-- What you need to do --
Display each line of the listing below that contains the word "pixel".

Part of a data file
** BEGIN **

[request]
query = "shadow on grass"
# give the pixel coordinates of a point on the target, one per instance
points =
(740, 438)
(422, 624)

** END **

-- Exercise result --
# give the pixel coordinates of a point on the target, one per instance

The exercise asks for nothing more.